> [DOSTARCZONY FRAGMENT]
+++

W piątek w stolicy odsłonięto tablicę pamiątkową poświęconą Vaclavowi Havlowi, ostatniemu prezydentowi Czechosłowacji i pierwszemu przywódcy demokratycznych Czech po upadku komunizmu. 18 grudnia przypada 10. rocznica śmierci polityka.
Postument z tablicą pamiątkową umieszczono na skwerze Vaclava Havla, czyli przy skrzyżowaniu ulicy Koszykowej i alei Róż (koło siedziby Ambasady Republiki Czeskiej). Na tablicy znajduje się napis będący cytatem z Havla: "Prawda i miłość muszą zwyciężyć nad kłamstwem i nienawiścią".
Odwoływał się do tego, co w ludziach dobre
Ambasador Republiki Czeskiej w Polsce Jakub Dürr mówiąc o tym, co znaczy dla wszystkich Vaclav Havel 10 lat po jego śmierci, powiedział: "stwierdzenie, że przekaz i twórczość Vaclava Havla są nadal bardzo aktualne i że prezydent również dziś, nadal, przemawia do nas żarliwie nie tylko do nas w Czechach, w Polsce, w Europie, ale do obywateli całego świata, byłoby stwierdzeniem niemalże banalnym".
- Pytanie raczej brzmi: jak i gdzie Havel nas inspiruje? Jak nas dotyka? I jak reagowałby na najnowsze wydarzenia cywilizacyjne, społeczne, kulturowe i polityczne? - wskazał ambasador.
Ocenił, że ważną częścią oficjalnej agendy politycznej i obywatelskiej Havla było "odwoływanie się do tego, co w ludziach dobre, lepsze". - Działałby w ten sam sposób i z taką samą mocą nawet w obecnych trudnych i burzliwych czasach, charakteryzujących się między innymi mocno podzielonym społeczeństwem - dodał.
Podkreślił, że pierwszy przywódca Czech po upadku komunizmu był "człowiekiem na wskroś politycznym i obywatelsko odpowiedzialnym". Zaznaczył, że Havel "nie cofał się przed konfliktem z władzą, nawet gdy władza groziła mu, że wtrąci go na lata do lochu". - Oznaczało to ryzykowanie własnym życiem. Vaclav Havel zaryzykował. Kto tak konsekwentnie i długofalowo stoi za swoimi poglądami, słusznie zdobywa ludzkie zaufanie - podsumował.
"Ujęła mnie jego bezpośredniość"
Wiceprezydent Warszawy Tomasz Bratek wskazał, że dzieje narodu polskiego i czeskiego są "bardzo podobne".

+++

> [ZAPISANE WIERSZE]
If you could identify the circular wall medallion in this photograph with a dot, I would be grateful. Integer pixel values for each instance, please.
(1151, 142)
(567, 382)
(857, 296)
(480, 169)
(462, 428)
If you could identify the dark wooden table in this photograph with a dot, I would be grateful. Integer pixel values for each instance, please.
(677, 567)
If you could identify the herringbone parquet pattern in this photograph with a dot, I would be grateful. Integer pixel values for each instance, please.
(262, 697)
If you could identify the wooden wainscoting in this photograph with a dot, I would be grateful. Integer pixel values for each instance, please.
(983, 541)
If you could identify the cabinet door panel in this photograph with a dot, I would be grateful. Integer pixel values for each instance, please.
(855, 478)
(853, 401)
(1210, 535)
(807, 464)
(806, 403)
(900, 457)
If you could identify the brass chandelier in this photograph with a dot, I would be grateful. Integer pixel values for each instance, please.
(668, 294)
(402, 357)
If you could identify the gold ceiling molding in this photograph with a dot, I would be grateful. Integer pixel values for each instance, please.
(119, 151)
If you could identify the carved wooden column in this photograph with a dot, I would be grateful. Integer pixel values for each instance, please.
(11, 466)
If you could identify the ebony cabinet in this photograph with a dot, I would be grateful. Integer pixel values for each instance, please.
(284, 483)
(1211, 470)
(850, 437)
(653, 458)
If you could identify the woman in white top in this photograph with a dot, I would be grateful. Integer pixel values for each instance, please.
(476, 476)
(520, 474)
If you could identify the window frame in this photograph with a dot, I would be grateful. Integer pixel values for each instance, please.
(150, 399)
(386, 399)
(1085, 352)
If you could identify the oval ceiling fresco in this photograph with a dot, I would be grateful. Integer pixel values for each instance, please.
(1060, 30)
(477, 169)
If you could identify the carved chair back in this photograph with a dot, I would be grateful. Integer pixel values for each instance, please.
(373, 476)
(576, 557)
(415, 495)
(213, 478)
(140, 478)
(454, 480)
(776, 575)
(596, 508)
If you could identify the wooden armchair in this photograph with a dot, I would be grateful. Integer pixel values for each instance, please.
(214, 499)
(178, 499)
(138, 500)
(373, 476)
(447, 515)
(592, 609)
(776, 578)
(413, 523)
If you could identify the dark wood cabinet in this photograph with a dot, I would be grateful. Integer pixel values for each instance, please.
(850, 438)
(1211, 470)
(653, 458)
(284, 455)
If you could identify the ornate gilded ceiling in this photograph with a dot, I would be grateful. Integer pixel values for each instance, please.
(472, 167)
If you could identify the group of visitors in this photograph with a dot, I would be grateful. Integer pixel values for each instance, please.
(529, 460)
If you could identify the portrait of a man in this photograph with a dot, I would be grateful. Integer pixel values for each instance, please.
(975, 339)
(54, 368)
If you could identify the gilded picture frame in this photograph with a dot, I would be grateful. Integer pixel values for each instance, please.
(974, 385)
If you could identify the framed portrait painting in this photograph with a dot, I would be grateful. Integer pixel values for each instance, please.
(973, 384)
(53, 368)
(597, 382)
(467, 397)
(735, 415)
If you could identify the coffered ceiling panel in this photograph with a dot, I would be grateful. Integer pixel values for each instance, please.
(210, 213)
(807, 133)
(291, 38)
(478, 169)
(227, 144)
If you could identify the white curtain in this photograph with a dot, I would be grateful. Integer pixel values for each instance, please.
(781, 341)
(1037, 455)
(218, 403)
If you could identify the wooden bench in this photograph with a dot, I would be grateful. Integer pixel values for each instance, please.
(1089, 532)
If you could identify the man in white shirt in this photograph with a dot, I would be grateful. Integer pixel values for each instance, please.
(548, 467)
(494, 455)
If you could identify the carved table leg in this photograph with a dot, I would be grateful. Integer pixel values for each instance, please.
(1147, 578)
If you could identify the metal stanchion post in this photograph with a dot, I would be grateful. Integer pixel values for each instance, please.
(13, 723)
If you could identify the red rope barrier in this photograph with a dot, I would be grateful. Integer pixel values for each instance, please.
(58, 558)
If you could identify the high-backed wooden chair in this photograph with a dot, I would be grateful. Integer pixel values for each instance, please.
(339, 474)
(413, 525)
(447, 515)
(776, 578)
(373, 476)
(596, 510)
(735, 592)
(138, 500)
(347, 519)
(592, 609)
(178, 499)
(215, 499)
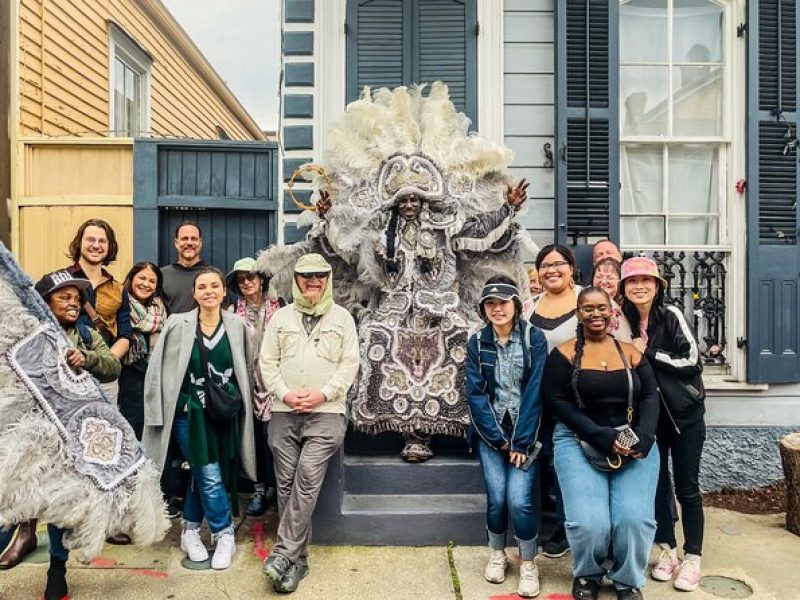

+++

Proszę kontynuować artykuł o tablicy pamiątkowej poświęconej Vaclavowi Havlowi, zaczynając od miejsca po jego ostatnim zdaniu.

> [ODPOWIEDŹ NA ZADANIE]
- Blisko pół wieku komunizmu, którego kajdany oba nasze kraje próbowały wielokrotnie zrzucić: Polacy w 1956 roku, w 1980, Czesi w 1968. Wtedy to właśnie młody literat Vaclav Havel wykazał odwagę ponad miarę tamtych czasów, otwarcie krytykował cenzurę, śmiało podpisał list otwarty do władz partii komunistycznej i stał się przewodniczącym koła pisarzy niezależnych. Po upadku Praskiej Wiosny jego sztuki przestały być wystawiane, ale Vaclav Havel nie przestał podpisywać petycji, nie przestał angażować się w tworzenie podziemnej prasy czy Karty 77. Spotkanie działaczy Karty i polskiego Komitetu Obrony Robotników to ważny element w tworzeniu braterstwa naszych narodów w walce z dyktaturą komunizmu - wskazał Bratek.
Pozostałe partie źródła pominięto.